LISTED ENTRIES —
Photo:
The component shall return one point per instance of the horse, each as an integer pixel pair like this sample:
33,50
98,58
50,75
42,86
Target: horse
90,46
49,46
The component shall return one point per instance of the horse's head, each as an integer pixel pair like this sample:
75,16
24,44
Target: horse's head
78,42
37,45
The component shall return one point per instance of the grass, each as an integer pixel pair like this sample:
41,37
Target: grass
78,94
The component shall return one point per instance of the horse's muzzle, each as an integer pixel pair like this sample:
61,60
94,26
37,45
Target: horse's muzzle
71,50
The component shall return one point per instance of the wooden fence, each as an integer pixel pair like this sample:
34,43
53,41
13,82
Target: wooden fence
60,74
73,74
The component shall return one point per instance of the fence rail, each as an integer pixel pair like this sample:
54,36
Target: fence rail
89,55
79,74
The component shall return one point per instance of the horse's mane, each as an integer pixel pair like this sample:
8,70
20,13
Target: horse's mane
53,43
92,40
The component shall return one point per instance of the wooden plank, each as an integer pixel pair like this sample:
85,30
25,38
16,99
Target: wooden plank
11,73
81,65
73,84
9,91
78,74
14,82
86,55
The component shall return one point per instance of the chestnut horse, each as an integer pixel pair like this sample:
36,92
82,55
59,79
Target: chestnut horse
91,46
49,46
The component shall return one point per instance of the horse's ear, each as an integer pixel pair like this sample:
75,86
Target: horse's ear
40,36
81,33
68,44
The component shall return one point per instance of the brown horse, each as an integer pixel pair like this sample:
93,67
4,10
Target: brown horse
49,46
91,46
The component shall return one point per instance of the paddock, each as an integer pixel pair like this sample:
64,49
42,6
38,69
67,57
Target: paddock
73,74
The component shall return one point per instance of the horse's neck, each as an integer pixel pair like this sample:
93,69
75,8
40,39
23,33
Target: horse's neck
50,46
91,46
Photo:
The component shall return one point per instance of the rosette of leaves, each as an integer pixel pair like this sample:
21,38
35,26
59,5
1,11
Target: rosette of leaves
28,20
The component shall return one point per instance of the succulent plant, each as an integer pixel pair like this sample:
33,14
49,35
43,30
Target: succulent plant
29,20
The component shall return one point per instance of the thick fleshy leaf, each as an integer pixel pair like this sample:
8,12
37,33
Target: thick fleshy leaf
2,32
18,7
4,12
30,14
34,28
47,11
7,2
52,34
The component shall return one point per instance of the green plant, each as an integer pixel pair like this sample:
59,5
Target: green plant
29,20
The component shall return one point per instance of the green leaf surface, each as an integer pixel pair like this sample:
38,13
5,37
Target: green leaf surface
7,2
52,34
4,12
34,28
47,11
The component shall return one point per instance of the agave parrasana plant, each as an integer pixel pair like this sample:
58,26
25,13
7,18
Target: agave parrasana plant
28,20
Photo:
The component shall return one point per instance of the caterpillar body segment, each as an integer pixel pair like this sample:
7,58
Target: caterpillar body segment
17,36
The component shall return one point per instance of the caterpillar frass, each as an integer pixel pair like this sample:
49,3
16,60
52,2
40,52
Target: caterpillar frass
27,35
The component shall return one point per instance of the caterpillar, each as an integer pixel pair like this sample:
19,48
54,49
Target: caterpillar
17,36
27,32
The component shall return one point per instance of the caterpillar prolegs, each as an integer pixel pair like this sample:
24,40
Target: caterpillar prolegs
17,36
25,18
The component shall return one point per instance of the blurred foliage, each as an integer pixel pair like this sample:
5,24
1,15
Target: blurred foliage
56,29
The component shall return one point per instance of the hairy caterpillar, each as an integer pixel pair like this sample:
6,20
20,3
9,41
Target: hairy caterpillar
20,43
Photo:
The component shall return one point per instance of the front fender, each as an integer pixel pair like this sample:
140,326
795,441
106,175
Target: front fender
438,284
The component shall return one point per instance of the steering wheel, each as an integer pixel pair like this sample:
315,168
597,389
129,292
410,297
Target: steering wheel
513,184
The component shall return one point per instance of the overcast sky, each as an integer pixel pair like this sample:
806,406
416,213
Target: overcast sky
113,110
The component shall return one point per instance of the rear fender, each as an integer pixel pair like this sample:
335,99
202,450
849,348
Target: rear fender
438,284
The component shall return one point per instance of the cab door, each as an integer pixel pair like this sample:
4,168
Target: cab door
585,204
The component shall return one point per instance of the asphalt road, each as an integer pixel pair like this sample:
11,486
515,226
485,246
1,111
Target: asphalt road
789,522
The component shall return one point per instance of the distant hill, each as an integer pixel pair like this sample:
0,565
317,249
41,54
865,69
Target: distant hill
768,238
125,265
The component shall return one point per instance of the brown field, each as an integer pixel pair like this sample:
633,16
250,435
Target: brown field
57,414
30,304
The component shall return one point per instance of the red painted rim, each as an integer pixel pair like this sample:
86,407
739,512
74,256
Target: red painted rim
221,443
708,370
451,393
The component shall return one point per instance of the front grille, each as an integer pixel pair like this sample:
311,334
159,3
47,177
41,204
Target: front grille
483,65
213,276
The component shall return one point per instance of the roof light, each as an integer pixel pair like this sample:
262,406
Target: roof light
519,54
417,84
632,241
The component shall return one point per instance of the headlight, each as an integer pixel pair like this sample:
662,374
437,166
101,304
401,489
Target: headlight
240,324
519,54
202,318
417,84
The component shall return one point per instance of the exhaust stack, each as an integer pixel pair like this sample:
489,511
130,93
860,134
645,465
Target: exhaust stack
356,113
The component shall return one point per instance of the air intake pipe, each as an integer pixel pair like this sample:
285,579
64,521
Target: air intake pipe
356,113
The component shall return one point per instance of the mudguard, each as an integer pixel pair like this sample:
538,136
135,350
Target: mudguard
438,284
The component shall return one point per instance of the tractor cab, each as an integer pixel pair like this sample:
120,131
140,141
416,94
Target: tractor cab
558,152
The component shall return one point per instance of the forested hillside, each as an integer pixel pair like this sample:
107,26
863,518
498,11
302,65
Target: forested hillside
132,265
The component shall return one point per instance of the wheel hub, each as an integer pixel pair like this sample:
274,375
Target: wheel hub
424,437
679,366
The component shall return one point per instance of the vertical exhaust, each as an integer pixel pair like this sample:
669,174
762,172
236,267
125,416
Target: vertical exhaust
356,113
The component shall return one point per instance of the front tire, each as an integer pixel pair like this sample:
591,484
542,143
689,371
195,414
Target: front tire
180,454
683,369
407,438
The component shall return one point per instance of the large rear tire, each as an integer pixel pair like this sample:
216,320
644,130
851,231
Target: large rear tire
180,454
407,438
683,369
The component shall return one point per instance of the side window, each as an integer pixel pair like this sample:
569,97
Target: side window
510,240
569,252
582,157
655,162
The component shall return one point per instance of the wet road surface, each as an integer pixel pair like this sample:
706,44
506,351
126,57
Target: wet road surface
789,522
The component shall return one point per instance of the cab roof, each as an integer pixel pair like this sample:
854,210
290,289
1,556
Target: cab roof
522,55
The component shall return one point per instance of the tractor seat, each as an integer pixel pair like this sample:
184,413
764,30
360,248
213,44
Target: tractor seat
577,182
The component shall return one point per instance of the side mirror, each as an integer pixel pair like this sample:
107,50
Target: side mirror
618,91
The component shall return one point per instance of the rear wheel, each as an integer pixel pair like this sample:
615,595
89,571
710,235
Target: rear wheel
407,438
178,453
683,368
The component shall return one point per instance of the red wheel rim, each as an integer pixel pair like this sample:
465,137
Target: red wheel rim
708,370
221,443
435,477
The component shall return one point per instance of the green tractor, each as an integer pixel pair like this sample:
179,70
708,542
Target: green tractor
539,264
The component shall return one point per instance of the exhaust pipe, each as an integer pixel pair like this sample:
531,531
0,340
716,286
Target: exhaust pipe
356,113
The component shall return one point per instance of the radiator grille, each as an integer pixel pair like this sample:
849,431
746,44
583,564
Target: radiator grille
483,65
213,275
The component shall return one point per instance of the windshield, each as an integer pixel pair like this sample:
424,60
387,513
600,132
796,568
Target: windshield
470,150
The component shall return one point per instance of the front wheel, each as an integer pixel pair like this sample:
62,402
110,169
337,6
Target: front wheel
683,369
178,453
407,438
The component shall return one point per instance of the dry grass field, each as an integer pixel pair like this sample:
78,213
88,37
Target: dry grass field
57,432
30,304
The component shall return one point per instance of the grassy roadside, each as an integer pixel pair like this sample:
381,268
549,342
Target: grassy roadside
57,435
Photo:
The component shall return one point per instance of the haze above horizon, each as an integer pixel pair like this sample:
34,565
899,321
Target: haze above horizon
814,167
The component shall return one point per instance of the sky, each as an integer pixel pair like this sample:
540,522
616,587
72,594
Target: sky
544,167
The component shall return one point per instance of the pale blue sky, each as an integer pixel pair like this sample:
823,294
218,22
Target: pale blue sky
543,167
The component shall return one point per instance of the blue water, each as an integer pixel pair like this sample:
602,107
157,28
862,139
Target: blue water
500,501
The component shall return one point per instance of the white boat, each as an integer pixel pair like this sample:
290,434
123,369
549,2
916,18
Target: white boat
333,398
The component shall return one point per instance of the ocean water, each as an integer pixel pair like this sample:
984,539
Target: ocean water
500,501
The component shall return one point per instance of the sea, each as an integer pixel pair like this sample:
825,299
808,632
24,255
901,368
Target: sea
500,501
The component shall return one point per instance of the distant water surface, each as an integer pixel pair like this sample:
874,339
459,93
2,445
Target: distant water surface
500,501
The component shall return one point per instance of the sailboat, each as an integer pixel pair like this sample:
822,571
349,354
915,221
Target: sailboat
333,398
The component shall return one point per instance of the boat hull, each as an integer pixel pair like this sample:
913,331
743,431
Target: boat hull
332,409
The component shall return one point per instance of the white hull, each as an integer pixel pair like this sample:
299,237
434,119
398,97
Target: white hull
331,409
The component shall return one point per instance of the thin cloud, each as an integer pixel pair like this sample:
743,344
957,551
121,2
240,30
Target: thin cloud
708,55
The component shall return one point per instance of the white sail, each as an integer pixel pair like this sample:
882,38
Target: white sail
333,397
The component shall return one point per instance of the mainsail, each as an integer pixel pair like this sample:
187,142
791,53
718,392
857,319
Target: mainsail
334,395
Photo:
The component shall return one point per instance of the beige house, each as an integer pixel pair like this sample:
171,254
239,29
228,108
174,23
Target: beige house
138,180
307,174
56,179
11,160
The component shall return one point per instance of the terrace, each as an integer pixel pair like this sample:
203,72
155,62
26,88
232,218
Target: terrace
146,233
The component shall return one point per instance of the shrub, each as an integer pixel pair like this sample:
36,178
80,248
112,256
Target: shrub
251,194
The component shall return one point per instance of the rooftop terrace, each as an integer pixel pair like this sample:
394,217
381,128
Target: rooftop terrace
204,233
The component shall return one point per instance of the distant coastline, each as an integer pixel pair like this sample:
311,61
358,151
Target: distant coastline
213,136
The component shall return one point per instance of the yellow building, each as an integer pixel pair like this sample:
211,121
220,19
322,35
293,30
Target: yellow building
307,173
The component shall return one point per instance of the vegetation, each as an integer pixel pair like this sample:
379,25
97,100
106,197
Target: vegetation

GIVEN REQUEST — Repeat exactly, and only, the lines from the one containing "the mainsail, each" through the end of the material.

TASK RESPONSE —
The component shall return one point per instance of the mainsail, each as an integer pixel pair like this sample:
187,142
791,53
718,392
857,319
Target: mainsail
334,395
Photo:
The component shall return one point per instance of the beige house, each as an integer pixel pair like this sample:
171,254
239,29
228,108
174,23
Target: beige house
138,180
307,174
56,179
11,160
The component shall return one point per instance of the terrace, each as an integer pixel pair like this sample:
203,72
155,62
26,88
232,218
Target: terrace
146,233
The component shall return one point per instance of the shrub, each as an integer pixel pair like this sample:
36,178
80,248
112,256
Target: shrub
251,194
The component shall return one point per instance of the rooftop terrace, each as an integer pixel pair like this sample:
394,217
381,128
Target: rooftop terrace
204,233
The component shall return one point per instance of the distant coastline, each as an integer pixel pair like this sample:
311,61
358,151
Target: distant coastline
213,136
The component shall return one point per instance of the yellow building, each as an integer pixel pair like this sample:
211,121
220,19
322,35
293,30
Target: yellow building
307,173
The component shall return one point per instance of the vegetation, each as an integer pixel pair like this sample:
379,25
97,100
106,197
Target: vegetation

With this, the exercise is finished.